→ EXTRACT
[start]

As the market begins to stabilise again, let’s take a look into what has been happening and take a glance into the future to see what the forecast will be for the rest of 2024.

Housing prices

In 2023, the momentum of the housing market rapidly dropped after seeing a boost during the lockdown periods. Houses that were flying off the market suddenly stagnated. During lockdown, houses were snapped up quickly and house prices rose solidly. This was influenced by a changing perspective on the world. Many people wanted their homes to be places they enjoyed, with lots of space to work and relax, as well as having plenty of outdoor space.

2023 saw that momentum slow down with the cost of living crisis rearing its ugly head. As a result of that plus mortgage rates rising, the house prices started to fall again. Some lenders reported an 18% drop in prices.

This year, however, has proven to look a bit more positive. The Nationwide house price index suggested that the average house price in February had risen to £260,420. This is a 0.7% increase on the previous month and 1.2% on the year before, making it the first annual price rise in over a year.

There is cautious optimism for house prices as 2024 continues. Experts expect that the market will experience very slow growth as the year progresses and prices rise. This is likely to be minimal, the opposite of previous years.

[end]

→ MATERIAL
[start]

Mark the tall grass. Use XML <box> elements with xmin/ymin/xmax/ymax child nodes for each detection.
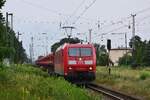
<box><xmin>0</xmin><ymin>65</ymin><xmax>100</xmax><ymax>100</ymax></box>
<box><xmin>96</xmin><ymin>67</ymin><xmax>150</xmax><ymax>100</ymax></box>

[end]

→ WRITTEN REQUEST A
According to the housing market text, why did house prices begin to fall in 2023? Answer in one to three sentences.
→ WRITTEN REQUEST B
Continue the housing market text from its final sentence.
The data above has no connection to the housing market text.

→ TASK ANSWER A
House prices began to fall in 2023 because the cost of living crisis slowed the market's momentum and mortgage rates rose.

→ TASK ANSWER B
Mortgage rates

As of May 2024, the Bank of England has held interest rates at 5.25% which is a record high for 16 years. The aim of keeping interest rates high is to control the inflation boom that is occurring. By discouraging borrowing, people will spend less and therefore demand will reduce, bringing inflation down.

The Bank of England hasn’t ruled out dropping interest rates to be more on target with its 2% goal, however, they have said there isn’t enough evidence to prove that it is the right time to do so now.

Most homeowners have fixed-rate mortgages, so the threat of higher interest rates isn’t as imminent. However, those who are looking to buy a house or remortgage will be. It is expected that 1.6 million deals will expire across 2024, meaning lots of people will be looking to make a new one or tighten their belts again.

Some lenders such as HSBC have started to lower their mortgage deals which could spark a price war across the high street in favour of the customers.